# Your instructions
With the line containing "the bridge, placing" as the first line and the last line of the records as the final one, reproduce that range exactly.

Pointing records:
........

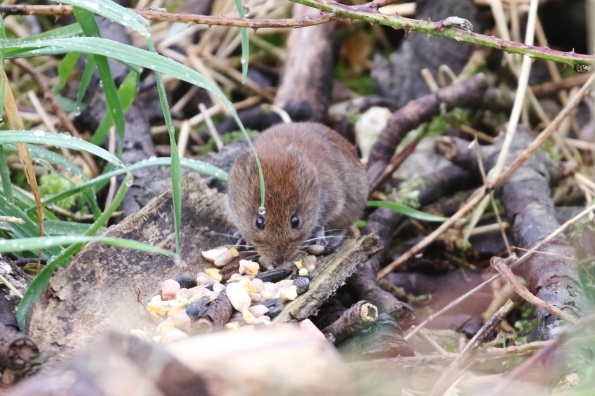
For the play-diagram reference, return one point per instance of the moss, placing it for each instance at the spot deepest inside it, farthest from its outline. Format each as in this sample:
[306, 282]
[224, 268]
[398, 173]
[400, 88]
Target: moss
[54, 183]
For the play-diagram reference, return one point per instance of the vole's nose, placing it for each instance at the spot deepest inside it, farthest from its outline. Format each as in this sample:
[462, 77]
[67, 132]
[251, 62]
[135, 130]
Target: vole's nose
[278, 261]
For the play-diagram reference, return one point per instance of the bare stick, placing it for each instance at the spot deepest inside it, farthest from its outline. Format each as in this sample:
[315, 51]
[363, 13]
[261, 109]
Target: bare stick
[533, 250]
[500, 265]
[482, 191]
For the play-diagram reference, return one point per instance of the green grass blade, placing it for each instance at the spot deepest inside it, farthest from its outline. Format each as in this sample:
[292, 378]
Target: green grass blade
[33, 244]
[201, 167]
[85, 81]
[127, 93]
[407, 211]
[245, 43]
[114, 106]
[3, 63]
[39, 153]
[58, 140]
[61, 32]
[176, 168]
[26, 230]
[132, 55]
[113, 12]
[65, 68]
[60, 227]
[5, 175]
[41, 280]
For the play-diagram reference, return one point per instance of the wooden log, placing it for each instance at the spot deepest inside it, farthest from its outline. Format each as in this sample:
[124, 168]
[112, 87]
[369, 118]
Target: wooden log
[270, 361]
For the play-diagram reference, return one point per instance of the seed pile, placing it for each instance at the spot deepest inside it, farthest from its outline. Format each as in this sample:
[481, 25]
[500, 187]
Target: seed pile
[231, 294]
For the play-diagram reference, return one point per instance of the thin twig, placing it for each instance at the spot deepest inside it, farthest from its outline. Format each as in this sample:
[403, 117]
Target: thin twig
[500, 265]
[482, 191]
[533, 250]
[578, 61]
[340, 12]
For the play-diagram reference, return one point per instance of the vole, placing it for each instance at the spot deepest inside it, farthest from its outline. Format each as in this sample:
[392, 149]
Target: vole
[314, 181]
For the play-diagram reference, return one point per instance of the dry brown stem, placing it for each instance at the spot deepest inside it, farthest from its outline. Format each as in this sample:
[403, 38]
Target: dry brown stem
[161, 16]
[481, 193]
[500, 265]
[49, 96]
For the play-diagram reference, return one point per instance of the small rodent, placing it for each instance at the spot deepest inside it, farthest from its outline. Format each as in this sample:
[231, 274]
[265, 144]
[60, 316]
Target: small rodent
[314, 181]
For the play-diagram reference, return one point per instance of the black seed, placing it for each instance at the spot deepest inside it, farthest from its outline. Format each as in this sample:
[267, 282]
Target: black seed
[274, 310]
[302, 284]
[268, 303]
[186, 282]
[195, 308]
[274, 275]
[295, 276]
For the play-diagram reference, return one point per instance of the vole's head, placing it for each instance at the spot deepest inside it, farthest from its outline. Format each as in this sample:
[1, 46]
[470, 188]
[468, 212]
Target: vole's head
[291, 203]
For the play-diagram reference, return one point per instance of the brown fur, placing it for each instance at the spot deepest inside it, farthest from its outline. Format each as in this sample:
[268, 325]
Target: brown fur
[310, 171]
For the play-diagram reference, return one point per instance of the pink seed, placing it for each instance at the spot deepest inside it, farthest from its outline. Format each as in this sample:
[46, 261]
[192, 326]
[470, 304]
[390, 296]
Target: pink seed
[169, 288]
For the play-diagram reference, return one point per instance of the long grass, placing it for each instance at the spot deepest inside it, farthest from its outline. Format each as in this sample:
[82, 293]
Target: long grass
[61, 240]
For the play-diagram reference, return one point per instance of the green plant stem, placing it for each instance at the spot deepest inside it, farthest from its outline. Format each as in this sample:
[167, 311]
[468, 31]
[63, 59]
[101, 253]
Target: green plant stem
[40, 282]
[577, 61]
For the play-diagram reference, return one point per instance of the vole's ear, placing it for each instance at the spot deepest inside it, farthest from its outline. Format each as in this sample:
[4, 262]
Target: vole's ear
[305, 168]
[243, 167]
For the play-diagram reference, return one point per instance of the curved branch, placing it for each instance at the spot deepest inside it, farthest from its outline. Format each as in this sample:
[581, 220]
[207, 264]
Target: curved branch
[581, 63]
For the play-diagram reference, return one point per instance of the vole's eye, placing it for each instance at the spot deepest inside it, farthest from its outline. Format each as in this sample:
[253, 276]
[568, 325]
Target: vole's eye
[260, 223]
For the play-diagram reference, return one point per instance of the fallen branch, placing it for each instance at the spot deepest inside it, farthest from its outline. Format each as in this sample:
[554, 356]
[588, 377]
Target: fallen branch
[580, 62]
[500, 265]
[483, 191]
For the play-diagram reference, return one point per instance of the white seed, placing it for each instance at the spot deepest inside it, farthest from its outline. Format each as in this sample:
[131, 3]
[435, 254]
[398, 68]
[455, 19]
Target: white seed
[213, 296]
[165, 326]
[258, 284]
[249, 268]
[214, 273]
[299, 264]
[211, 255]
[258, 310]
[174, 335]
[184, 293]
[224, 258]
[232, 326]
[284, 283]
[267, 293]
[255, 297]
[235, 278]
[204, 279]
[291, 293]
[140, 334]
[181, 320]
[316, 250]
[218, 287]
[310, 263]
[238, 296]
[159, 307]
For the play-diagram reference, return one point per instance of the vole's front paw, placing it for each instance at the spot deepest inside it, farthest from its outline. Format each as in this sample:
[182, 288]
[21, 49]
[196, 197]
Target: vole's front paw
[237, 239]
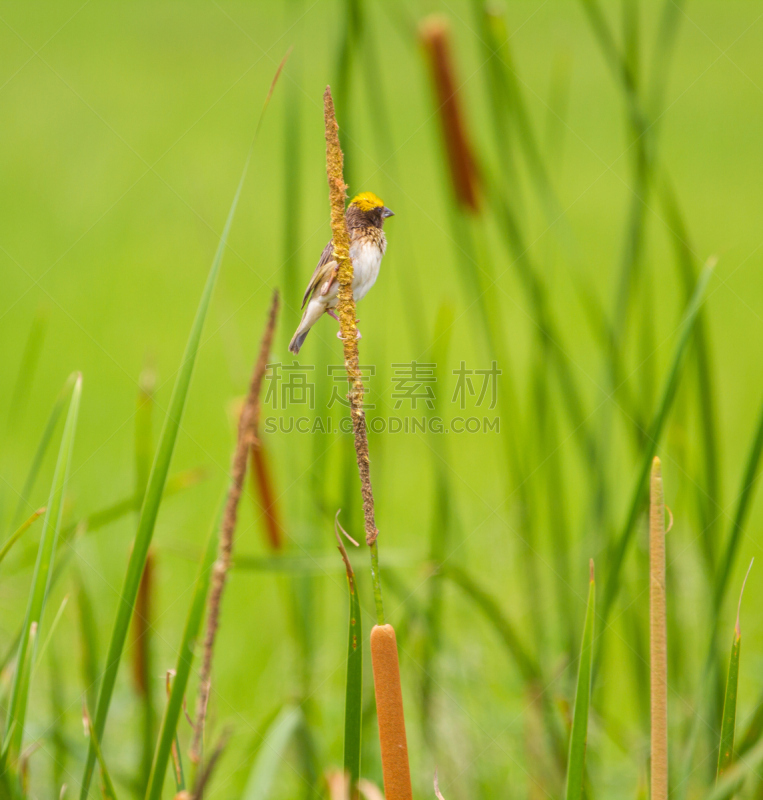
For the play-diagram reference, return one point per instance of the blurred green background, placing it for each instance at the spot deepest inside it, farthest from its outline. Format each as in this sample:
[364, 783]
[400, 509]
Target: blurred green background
[124, 130]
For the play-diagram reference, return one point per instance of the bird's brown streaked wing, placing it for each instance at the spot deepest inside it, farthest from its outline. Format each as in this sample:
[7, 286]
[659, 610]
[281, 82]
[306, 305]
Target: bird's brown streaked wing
[325, 265]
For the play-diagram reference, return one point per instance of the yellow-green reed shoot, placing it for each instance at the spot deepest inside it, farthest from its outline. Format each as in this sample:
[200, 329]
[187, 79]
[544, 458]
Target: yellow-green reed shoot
[353, 708]
[726, 750]
[579, 735]
[42, 571]
[658, 638]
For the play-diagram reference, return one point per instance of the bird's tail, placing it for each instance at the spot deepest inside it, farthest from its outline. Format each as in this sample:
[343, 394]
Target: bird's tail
[298, 339]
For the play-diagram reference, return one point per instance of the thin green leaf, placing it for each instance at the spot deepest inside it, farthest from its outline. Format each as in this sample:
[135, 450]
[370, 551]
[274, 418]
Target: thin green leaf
[487, 604]
[655, 431]
[579, 736]
[30, 358]
[260, 782]
[754, 730]
[41, 578]
[23, 669]
[109, 792]
[749, 481]
[726, 750]
[168, 729]
[154, 493]
[732, 780]
[88, 641]
[19, 532]
[353, 707]
[42, 448]
[105, 516]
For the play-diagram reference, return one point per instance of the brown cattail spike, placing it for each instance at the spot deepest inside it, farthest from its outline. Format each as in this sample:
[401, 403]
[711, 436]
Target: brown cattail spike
[435, 34]
[658, 639]
[346, 309]
[262, 483]
[389, 711]
[246, 425]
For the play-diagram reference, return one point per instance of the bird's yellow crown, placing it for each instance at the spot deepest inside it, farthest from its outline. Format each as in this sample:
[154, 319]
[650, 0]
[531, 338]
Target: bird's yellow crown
[366, 201]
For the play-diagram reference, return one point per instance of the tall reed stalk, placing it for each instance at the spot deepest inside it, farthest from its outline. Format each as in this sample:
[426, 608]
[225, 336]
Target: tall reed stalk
[658, 635]
[244, 442]
[384, 656]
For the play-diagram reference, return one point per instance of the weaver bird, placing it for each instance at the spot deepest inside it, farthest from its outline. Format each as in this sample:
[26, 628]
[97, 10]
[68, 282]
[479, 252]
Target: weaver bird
[365, 222]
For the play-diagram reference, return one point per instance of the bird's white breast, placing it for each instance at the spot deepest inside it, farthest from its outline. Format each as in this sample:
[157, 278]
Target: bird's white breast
[366, 260]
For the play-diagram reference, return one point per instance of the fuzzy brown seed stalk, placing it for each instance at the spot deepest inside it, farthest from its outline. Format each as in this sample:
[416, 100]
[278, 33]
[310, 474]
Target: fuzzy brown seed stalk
[346, 308]
[203, 780]
[658, 636]
[246, 427]
[262, 483]
[389, 711]
[435, 35]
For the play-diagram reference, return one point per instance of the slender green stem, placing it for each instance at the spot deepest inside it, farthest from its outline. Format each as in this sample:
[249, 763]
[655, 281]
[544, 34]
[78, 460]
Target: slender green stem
[376, 578]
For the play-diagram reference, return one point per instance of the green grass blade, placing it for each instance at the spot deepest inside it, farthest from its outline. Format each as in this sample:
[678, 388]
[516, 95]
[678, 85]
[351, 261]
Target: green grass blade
[143, 453]
[154, 492]
[167, 731]
[41, 577]
[42, 448]
[19, 532]
[726, 750]
[89, 642]
[487, 604]
[30, 358]
[754, 730]
[749, 481]
[108, 790]
[7, 757]
[260, 782]
[655, 432]
[579, 736]
[105, 516]
[732, 780]
[353, 707]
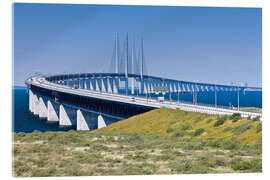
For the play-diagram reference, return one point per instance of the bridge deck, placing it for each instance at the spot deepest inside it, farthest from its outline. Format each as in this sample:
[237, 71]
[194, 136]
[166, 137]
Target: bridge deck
[147, 102]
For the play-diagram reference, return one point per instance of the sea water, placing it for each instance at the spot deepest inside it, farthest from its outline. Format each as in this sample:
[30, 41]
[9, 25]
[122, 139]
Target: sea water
[24, 121]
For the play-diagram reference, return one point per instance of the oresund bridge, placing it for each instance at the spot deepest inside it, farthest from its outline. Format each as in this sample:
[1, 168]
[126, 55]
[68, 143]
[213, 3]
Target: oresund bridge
[93, 100]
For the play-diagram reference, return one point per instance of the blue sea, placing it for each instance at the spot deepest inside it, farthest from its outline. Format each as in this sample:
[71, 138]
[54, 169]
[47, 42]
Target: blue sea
[24, 121]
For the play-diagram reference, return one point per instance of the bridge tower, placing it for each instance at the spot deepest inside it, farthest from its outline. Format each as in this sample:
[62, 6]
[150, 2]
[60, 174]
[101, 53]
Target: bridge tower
[126, 68]
[116, 54]
[132, 68]
[141, 73]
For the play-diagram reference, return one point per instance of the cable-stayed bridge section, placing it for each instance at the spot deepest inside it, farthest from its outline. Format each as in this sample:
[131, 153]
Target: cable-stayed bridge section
[93, 100]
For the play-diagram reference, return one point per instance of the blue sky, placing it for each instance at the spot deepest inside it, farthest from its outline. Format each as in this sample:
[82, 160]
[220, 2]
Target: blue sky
[219, 45]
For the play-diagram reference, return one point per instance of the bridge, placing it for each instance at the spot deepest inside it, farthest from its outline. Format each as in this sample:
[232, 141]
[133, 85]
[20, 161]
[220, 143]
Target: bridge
[94, 100]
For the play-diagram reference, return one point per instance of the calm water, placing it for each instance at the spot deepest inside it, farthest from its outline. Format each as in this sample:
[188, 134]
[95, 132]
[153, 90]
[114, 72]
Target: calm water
[23, 121]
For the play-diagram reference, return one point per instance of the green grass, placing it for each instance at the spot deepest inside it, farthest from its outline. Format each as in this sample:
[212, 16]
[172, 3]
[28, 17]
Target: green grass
[162, 141]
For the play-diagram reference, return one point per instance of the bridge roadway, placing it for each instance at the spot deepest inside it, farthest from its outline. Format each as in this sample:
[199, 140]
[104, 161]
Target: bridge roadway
[40, 81]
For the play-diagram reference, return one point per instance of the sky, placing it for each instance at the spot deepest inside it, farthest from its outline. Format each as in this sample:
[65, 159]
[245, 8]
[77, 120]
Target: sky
[204, 44]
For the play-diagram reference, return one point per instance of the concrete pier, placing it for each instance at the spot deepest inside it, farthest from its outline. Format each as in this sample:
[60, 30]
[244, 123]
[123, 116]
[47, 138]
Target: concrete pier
[86, 120]
[42, 107]
[101, 122]
[31, 107]
[35, 102]
[67, 116]
[53, 111]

........

# Reply to the task
For the play-diagram reference, return one point per instance of the bridge, placing it for each instance at the spot deepest inside it, farthest from its outline. Format each as in this sample:
[232, 141]
[133, 85]
[20, 161]
[220, 143]
Target: bridge
[94, 100]
For the play-diagram reference, return one point per instance of the calm water, placing it for each instance at the spot deepest inside it, farthest from its outline. Format each as in this sample:
[188, 134]
[95, 132]
[153, 90]
[114, 72]
Target: calm water
[23, 121]
For the play-diagram reference, return one point per instance of the green grass, placing it for each instance at the spot deepest inside it, farthest from its outline. Format each as in this sample:
[212, 16]
[172, 3]
[28, 17]
Target: green grass
[162, 141]
For the play-diagram reference, return one point per instance of the bridge roadway, placing it for each instance at the spot deepest inside it, farthest from its outline. Format each as in this sample:
[199, 140]
[104, 161]
Target: bridge roadway
[40, 81]
For the play-diagram reference, return one point per instance of the sky, placing it for each instance at the spot deepest inside it, farthest from its outline. Format each as in this sample:
[65, 159]
[245, 8]
[77, 120]
Target: sky
[204, 44]
For the play-diagram reference, return one point per instance of the concrete pier, placing it for each instance at the spot deepest inside it, farthest from its outline. Format each as in this sample:
[60, 30]
[244, 123]
[123, 116]
[47, 138]
Target: concrete pier
[86, 120]
[42, 107]
[101, 122]
[31, 107]
[35, 102]
[67, 116]
[53, 111]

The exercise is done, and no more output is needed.